DATA PROVIDED:

Segment Open

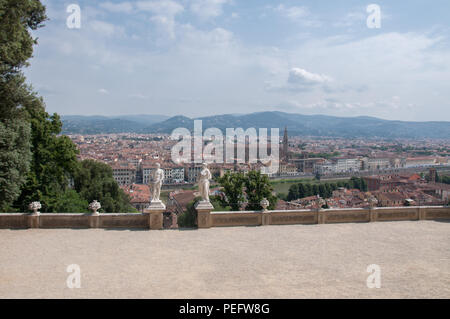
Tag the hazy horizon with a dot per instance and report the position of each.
(208, 57)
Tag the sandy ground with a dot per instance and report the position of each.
(301, 261)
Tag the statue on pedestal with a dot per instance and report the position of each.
(157, 180)
(203, 183)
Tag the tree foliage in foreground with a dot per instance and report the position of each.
(17, 19)
(324, 190)
(36, 163)
(94, 181)
(251, 188)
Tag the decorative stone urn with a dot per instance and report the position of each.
(94, 207)
(264, 203)
(35, 206)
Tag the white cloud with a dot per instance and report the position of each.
(164, 12)
(293, 13)
(106, 29)
(302, 77)
(206, 9)
(122, 7)
(103, 91)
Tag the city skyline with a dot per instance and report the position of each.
(200, 58)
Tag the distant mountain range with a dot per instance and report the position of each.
(297, 124)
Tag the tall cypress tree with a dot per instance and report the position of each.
(17, 19)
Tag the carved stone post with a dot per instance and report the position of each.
(33, 219)
(94, 218)
(421, 213)
(321, 216)
(155, 212)
(204, 210)
(265, 213)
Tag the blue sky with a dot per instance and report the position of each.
(204, 57)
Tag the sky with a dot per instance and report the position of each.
(205, 57)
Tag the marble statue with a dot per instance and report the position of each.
(157, 180)
(203, 182)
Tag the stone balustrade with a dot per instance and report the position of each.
(322, 216)
(153, 218)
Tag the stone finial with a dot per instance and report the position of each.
(264, 203)
(94, 207)
(35, 206)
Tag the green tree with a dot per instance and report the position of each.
(68, 202)
(94, 181)
(15, 158)
(54, 157)
(17, 19)
(188, 219)
(301, 190)
(293, 193)
(308, 190)
(233, 187)
(257, 187)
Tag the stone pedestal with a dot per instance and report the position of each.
(372, 215)
(155, 211)
(321, 218)
(33, 220)
(421, 212)
(265, 218)
(94, 220)
(204, 209)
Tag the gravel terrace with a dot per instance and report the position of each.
(299, 261)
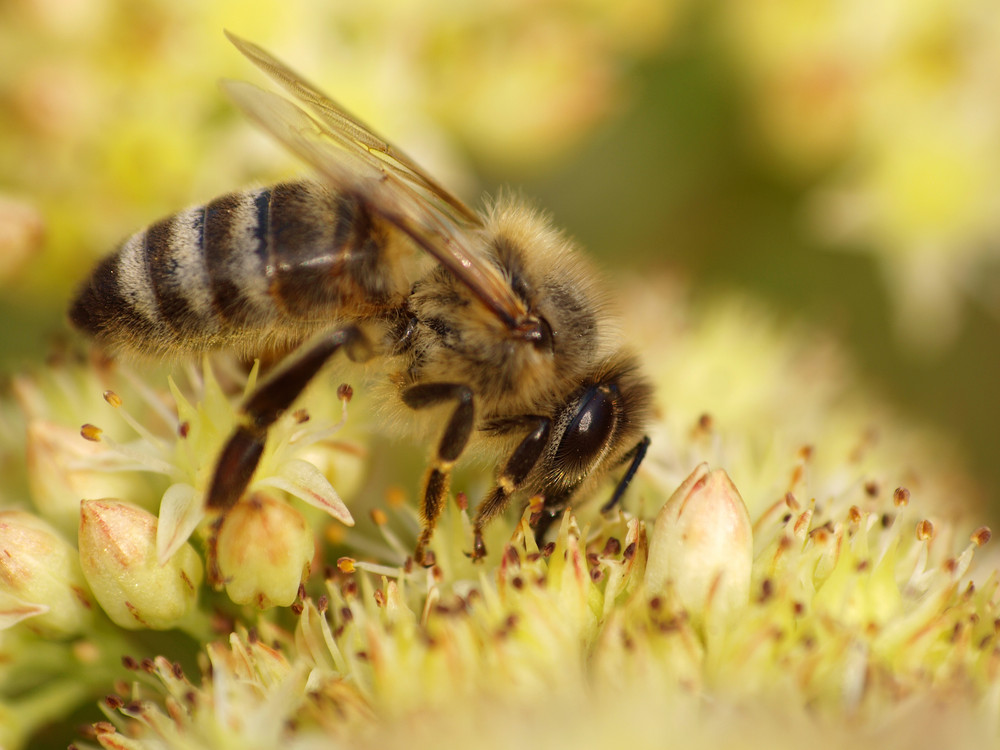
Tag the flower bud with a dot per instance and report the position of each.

Segment Closed

WORK ORDER: Would you output the full listing exactly as it stands, minus the images?

SOLUTION TO THIS PROBLEM:
Tag the hazy horizon with a dot per instance and report the position of each.
(208, 57)
Tag the sandy ground with a dot per instance and report the position of each.
(301, 261)
Tag the statue on pedestal with a dot per instance and report the position of each.
(157, 180)
(203, 183)
Tag the tree foliage in foreground with a dot per instance and report the position of each.
(17, 19)
(324, 190)
(36, 163)
(94, 181)
(251, 188)
Tag the decorative stone urn with a dot per instance and report the position of each.
(94, 207)
(264, 203)
(35, 206)
Tag the white cloud with a dot per instance and report the position of each.
(164, 12)
(293, 13)
(106, 29)
(302, 77)
(206, 9)
(122, 7)
(103, 91)
Tag the city skyline with a dot per instance and report the position of each.
(200, 58)
Tag the distant mountain range with a dot per instance and report the position of each.
(297, 124)
Tag the tall cypress tree with a dot per instance and report the position of each.
(17, 19)
Tag the carved stone post with a dot per instance and report the position of each.
(33, 219)
(94, 218)
(421, 213)
(321, 216)
(155, 212)
(204, 210)
(265, 213)
Tag the blue sky with a dot per instance and report the position of each.
(204, 57)
Tag the sky with a dot per instance and report the position of each.
(205, 57)
Tag the marble statue with a dot per instance and report the position of each.
(157, 180)
(203, 182)
Tag the stone balustrade with a dot per instance and report the position of each.
(322, 216)
(153, 218)
Tag the stone finial with a dot per instance and report the position of each.
(264, 203)
(94, 207)
(35, 206)
Tag the green tree with a dot per instance and report the position of each.
(68, 202)
(94, 181)
(15, 158)
(54, 157)
(17, 19)
(188, 219)
(301, 190)
(293, 193)
(308, 190)
(233, 187)
(257, 187)
Tag the stone pedestal with a dot per instance and report the position of each.
(372, 215)
(155, 211)
(321, 218)
(33, 220)
(421, 212)
(265, 218)
(94, 220)
(204, 209)
Tag the gravel terrace with a dot per instance and report the position of each.
(299, 261)
Tag the flower bud with a dot per instance and report the position of each.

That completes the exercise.